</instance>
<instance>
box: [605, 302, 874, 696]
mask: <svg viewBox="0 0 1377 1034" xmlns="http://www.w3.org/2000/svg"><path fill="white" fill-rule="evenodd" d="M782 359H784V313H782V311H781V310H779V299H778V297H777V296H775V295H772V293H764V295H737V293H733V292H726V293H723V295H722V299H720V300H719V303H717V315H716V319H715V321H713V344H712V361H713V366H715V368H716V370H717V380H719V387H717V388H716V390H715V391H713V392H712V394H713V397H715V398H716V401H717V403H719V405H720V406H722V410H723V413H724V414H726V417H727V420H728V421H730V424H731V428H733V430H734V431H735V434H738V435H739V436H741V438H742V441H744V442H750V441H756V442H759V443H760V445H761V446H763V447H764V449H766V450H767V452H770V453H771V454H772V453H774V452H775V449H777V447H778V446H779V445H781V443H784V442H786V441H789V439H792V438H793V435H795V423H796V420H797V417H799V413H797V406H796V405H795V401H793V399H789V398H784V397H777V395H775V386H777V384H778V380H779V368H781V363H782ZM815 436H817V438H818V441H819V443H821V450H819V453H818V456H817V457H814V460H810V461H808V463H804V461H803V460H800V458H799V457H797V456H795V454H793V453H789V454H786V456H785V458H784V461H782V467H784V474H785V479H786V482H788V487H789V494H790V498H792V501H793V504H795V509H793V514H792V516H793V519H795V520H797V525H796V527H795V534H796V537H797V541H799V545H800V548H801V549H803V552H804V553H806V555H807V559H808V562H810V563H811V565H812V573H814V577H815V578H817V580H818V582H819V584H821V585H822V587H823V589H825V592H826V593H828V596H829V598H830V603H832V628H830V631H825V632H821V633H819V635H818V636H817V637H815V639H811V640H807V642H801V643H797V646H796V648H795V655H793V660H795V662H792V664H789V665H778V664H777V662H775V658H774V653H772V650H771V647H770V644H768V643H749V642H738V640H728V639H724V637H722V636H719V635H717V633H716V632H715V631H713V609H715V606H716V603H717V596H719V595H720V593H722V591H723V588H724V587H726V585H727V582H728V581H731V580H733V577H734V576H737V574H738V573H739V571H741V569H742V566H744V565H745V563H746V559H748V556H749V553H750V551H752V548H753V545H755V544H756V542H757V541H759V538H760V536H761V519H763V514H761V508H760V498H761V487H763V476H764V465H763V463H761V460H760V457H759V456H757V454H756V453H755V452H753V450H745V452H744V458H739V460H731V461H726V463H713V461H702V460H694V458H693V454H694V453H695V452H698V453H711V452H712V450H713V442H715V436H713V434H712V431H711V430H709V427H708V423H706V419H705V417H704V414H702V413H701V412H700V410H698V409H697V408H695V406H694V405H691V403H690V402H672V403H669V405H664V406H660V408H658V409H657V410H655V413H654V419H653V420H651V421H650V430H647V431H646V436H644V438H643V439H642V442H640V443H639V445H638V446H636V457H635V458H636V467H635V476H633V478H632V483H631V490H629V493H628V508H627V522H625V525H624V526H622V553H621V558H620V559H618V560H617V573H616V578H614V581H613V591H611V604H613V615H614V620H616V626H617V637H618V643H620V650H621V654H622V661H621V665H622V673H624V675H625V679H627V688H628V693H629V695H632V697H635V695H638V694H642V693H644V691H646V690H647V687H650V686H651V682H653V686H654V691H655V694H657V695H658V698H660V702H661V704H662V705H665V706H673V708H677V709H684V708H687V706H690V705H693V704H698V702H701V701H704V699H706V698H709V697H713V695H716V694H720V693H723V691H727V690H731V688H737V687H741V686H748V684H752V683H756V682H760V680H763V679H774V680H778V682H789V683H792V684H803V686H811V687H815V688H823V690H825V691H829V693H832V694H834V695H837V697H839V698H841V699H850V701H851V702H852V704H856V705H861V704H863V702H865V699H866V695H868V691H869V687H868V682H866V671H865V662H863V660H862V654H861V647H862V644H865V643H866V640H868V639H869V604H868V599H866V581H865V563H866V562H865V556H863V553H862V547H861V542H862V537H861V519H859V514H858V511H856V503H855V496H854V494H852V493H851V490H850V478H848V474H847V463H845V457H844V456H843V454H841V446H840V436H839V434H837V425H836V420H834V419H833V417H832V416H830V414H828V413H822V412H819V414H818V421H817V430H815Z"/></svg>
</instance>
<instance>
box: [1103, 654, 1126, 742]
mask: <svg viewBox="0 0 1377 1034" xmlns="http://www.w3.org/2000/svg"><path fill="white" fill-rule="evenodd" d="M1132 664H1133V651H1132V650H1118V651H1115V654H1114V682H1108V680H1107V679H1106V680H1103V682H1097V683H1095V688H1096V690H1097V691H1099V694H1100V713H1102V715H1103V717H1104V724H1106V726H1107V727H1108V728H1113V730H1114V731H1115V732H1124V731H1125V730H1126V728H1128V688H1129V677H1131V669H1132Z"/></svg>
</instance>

- [HOW TO COMPLETE THIS TASK]:
Return all of the entries exactly as written.

- [ANSWER SECTION]:
</instance>
<instance>
box: [605, 302, 874, 696]
mask: <svg viewBox="0 0 1377 1034" xmlns="http://www.w3.org/2000/svg"><path fill="white" fill-rule="evenodd" d="M782 359H784V313H782V311H781V310H779V299H778V297H777V296H775V295H772V293H764V295H737V293H733V292H726V293H723V295H722V299H720V300H719V303H717V315H716V319H715V321H713V344H712V361H713V366H715V368H716V370H717V380H719V387H717V388H716V390H715V391H713V392H712V394H713V397H715V398H716V401H717V403H719V405H720V406H722V410H723V413H724V414H726V417H727V420H728V421H730V424H731V428H733V430H734V431H735V434H738V435H739V436H741V438H742V441H744V442H750V441H756V442H759V443H760V445H761V446H763V447H764V449H766V450H767V452H770V453H771V454H772V453H774V452H775V449H777V447H778V446H779V445H781V443H784V442H786V441H789V439H792V438H793V435H795V423H796V420H797V417H799V413H797V406H796V405H795V401H793V399H789V398H784V397H777V395H775V386H777V384H778V380H779V368H781V363H782ZM815 436H817V438H818V441H819V443H821V450H819V453H818V456H817V457H814V460H810V461H808V463H804V461H803V460H800V458H799V457H797V456H795V454H793V453H789V454H786V456H785V458H784V461H782V467H784V474H785V479H786V482H788V487H789V494H790V498H792V501H793V504H795V509H793V514H792V516H793V519H795V520H797V525H796V527H795V534H796V537H797V541H799V545H800V548H801V549H803V552H804V553H806V555H807V559H808V562H810V563H811V565H812V573H814V577H815V578H817V580H818V582H819V584H821V585H822V587H823V589H825V592H826V593H828V596H829V598H830V603H832V628H830V631H825V632H821V633H819V635H818V636H817V637H815V639H811V640H807V642H801V643H797V646H796V648H795V655H793V660H795V662H792V664H789V665H778V664H777V662H775V658H774V653H772V650H771V647H770V644H768V643H749V642H738V640H728V639H724V637H722V636H719V635H717V633H716V632H715V631H713V609H715V606H716V603H717V596H719V595H720V593H722V591H723V588H724V587H726V585H727V582H728V581H731V580H733V577H734V576H737V574H738V573H739V571H741V569H742V566H744V565H745V563H746V559H748V556H749V553H750V551H752V548H753V545H755V544H756V542H757V541H759V538H760V536H761V519H763V514H761V508H760V498H761V487H763V476H764V465H763V463H761V460H760V457H759V456H757V454H756V453H755V452H753V450H745V452H744V458H739V460H731V461H726V463H713V461H702V460H694V458H693V454H694V453H695V452H698V453H711V452H712V450H713V442H715V436H713V434H712V431H711V430H709V427H708V423H706V419H705V417H704V414H702V413H701V412H700V410H698V409H697V408H695V406H694V405H691V403H690V402H672V403H669V405H664V406H660V408H658V409H657V410H655V413H654V419H653V420H651V421H650V430H647V431H646V436H644V438H643V439H642V442H640V443H639V445H638V446H636V457H635V458H636V467H635V476H633V478H632V483H631V490H629V493H628V508H627V522H625V525H624V526H622V553H621V558H620V559H618V560H617V573H616V578H614V581H613V591H611V604H613V615H614V620H616V626H617V637H618V643H620V650H621V654H622V661H621V665H622V673H624V675H625V679H627V688H628V693H629V695H632V697H635V695H638V694H642V693H644V691H646V690H647V687H650V686H651V682H653V686H654V691H655V694H657V695H658V698H660V702H661V704H662V705H665V706H673V708H677V709H684V708H687V706H690V705H693V704H698V702H701V701H704V699H706V698H709V697H713V695H716V694H720V693H723V691H727V690H731V688H737V687H741V686H748V684H752V683H756V682H760V680H763V679H774V680H778V682H789V683H792V684H803V686H811V687H815V688H823V690H825V691H829V693H832V694H834V695H837V697H839V698H841V699H850V701H851V702H852V704H856V705H861V704H863V702H865V699H866V695H868V691H869V687H868V682H866V671H865V662H863V660H862V654H861V647H862V644H865V643H866V640H868V639H869V604H868V599H866V581H865V563H866V562H865V556H863V553H862V547H861V542H862V537H861V519H859V514H858V511H856V503H855V496H854V494H852V493H851V490H850V478H848V474H847V463H845V457H844V456H843V454H841V446H840V436H839V434H837V425H836V420H834V419H833V417H832V416H830V414H828V413H822V412H819V414H818V421H817V430H815Z"/></svg>
</instance>
<instance>
box: [1103, 654, 1126, 742]
mask: <svg viewBox="0 0 1377 1034" xmlns="http://www.w3.org/2000/svg"><path fill="white" fill-rule="evenodd" d="M1132 664H1133V651H1132V650H1118V651H1115V654H1114V682H1108V680H1107V679H1106V680H1103V682H1097V683H1095V688H1096V690H1097V691H1099V694H1100V713H1102V715H1103V717H1104V724H1106V726H1107V727H1108V728H1113V730H1114V731H1115V732H1124V731H1125V730H1126V728H1128V688H1129V677H1131V669H1132Z"/></svg>
</instance>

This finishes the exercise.